▶ Work item
Of all the lines below, return only those starting with the line holding "Indicate the rocky" and going on through the line holding "[(350, 166)]", exactly as written.

▶ Task input

:::::

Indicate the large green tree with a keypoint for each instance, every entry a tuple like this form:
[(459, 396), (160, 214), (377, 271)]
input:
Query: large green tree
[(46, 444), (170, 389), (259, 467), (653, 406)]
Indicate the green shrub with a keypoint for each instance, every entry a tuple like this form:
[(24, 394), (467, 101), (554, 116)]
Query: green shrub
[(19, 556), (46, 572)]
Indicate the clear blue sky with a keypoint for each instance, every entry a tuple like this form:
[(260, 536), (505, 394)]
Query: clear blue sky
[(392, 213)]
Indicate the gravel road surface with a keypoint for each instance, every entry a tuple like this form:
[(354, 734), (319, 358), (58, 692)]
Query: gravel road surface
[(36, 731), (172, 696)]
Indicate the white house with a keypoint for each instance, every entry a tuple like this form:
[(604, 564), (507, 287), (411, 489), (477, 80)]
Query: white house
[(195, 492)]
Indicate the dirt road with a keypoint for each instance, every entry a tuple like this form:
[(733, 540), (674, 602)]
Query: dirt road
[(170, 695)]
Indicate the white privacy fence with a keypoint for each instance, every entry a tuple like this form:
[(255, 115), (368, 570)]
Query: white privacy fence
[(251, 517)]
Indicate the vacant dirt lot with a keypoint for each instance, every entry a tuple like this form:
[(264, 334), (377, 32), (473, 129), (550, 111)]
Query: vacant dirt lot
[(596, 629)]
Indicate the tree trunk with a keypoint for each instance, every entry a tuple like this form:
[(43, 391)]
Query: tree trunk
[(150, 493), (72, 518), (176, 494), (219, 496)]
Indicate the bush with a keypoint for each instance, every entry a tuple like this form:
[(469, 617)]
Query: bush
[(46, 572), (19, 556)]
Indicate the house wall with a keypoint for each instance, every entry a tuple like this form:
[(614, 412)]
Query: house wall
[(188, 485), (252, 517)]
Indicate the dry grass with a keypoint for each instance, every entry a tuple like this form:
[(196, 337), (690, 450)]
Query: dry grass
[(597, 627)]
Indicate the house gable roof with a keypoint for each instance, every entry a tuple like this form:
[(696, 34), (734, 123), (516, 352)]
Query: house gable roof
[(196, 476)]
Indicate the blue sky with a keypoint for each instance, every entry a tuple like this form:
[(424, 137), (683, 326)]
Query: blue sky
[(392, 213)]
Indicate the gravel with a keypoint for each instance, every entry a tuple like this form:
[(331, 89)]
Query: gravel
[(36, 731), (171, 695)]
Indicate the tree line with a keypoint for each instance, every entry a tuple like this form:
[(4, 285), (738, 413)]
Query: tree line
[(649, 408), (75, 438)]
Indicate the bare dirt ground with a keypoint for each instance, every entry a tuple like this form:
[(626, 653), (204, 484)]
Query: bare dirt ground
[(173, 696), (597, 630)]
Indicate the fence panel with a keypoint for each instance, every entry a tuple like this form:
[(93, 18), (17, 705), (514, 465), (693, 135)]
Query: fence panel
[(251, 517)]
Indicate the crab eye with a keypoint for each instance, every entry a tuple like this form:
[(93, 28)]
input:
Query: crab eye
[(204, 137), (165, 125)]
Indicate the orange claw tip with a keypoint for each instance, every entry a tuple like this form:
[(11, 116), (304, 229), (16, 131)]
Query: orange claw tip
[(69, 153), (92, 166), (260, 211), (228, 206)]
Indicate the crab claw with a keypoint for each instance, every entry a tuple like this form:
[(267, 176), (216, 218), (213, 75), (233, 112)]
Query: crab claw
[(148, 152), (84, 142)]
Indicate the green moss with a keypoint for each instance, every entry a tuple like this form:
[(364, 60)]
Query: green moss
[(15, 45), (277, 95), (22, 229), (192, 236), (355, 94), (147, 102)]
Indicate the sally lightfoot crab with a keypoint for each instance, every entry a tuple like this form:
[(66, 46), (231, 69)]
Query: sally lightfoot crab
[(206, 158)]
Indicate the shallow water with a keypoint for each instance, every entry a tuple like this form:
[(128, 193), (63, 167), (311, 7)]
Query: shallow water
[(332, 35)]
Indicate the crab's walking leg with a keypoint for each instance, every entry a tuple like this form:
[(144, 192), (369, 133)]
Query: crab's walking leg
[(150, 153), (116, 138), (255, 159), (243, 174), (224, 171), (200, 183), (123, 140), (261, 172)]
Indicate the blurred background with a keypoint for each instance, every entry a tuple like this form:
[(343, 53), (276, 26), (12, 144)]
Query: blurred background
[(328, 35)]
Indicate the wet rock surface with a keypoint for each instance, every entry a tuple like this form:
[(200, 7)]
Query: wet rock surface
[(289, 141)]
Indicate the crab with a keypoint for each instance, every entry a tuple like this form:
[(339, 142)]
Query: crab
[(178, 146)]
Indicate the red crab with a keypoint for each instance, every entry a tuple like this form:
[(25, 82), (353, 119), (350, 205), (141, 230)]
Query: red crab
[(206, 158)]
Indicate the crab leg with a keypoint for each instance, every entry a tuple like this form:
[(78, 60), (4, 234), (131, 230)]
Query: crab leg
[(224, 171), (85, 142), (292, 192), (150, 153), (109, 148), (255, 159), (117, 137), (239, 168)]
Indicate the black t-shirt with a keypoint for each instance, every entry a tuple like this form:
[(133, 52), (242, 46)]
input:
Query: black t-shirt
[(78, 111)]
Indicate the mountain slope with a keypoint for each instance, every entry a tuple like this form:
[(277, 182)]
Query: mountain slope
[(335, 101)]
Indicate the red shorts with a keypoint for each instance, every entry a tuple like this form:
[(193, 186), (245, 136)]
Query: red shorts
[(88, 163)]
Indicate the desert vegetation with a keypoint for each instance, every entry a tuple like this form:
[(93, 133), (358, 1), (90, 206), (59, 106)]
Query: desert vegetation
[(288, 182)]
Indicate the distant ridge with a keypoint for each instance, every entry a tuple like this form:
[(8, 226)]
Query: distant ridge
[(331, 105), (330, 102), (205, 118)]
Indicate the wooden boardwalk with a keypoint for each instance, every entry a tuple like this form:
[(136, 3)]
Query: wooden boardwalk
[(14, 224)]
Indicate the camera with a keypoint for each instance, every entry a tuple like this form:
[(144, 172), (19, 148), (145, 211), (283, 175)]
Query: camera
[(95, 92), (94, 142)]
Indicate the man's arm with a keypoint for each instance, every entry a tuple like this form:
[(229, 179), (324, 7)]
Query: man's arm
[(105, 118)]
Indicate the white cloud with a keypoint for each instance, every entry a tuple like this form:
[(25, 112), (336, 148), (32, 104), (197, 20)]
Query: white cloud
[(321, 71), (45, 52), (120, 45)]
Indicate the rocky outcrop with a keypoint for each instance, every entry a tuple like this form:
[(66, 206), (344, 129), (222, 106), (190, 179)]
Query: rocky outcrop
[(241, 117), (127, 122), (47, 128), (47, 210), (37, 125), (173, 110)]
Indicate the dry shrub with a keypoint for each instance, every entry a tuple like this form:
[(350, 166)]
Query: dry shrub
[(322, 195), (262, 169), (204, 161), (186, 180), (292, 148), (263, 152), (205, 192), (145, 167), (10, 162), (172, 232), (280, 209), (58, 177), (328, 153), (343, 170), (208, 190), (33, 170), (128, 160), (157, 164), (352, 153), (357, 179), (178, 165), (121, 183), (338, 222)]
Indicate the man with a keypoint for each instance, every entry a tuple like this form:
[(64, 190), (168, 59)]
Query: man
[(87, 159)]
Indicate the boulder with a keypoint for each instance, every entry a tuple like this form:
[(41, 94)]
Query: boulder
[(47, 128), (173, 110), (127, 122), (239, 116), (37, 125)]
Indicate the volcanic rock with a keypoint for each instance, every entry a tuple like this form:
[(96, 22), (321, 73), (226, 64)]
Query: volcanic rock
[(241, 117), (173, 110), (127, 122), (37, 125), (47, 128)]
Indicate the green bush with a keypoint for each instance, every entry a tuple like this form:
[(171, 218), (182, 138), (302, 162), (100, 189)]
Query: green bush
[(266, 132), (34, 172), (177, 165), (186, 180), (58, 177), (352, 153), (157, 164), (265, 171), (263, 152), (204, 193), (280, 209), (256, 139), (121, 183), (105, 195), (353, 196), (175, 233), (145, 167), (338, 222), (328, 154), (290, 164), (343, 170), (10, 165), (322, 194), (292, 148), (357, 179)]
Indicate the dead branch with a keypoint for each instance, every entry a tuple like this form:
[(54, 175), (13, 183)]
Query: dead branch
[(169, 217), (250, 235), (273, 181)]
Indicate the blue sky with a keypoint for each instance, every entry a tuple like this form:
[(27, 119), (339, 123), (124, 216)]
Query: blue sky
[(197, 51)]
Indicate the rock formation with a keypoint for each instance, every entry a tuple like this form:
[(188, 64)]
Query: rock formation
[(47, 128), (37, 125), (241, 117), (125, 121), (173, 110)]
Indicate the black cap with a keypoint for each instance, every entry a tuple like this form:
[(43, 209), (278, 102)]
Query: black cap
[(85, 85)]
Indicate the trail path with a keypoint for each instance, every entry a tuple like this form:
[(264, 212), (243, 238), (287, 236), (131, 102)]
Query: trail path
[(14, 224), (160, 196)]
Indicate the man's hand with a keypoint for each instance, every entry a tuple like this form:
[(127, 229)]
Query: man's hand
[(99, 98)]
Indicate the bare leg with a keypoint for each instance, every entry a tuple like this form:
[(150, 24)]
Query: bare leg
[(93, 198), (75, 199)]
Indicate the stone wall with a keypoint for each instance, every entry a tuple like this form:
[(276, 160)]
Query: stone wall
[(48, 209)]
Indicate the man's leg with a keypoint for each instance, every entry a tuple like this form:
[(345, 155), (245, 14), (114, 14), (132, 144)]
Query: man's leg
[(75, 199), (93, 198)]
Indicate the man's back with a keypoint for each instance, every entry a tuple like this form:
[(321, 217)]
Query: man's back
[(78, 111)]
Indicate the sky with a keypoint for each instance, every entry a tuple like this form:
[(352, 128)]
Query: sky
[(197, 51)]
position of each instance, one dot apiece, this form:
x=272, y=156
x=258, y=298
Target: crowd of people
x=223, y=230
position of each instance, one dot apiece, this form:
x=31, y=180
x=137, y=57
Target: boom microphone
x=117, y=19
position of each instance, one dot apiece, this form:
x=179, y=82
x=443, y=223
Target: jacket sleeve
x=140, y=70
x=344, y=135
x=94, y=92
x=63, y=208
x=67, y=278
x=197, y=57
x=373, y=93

:::::

▶ Expected answer
Indicate the rocky outcrop with a keypoint for each instance, every entry a tuple like this form:
[(66, 206), (344, 129), (222, 106), (190, 179)]
Query: rocky outcrop
[(241, 117), (127, 122), (47, 128), (47, 210), (37, 125), (173, 110)]
Indicate the dry shrub with a keypoint for each instance, every entry a tuple like this form:
[(350, 166)]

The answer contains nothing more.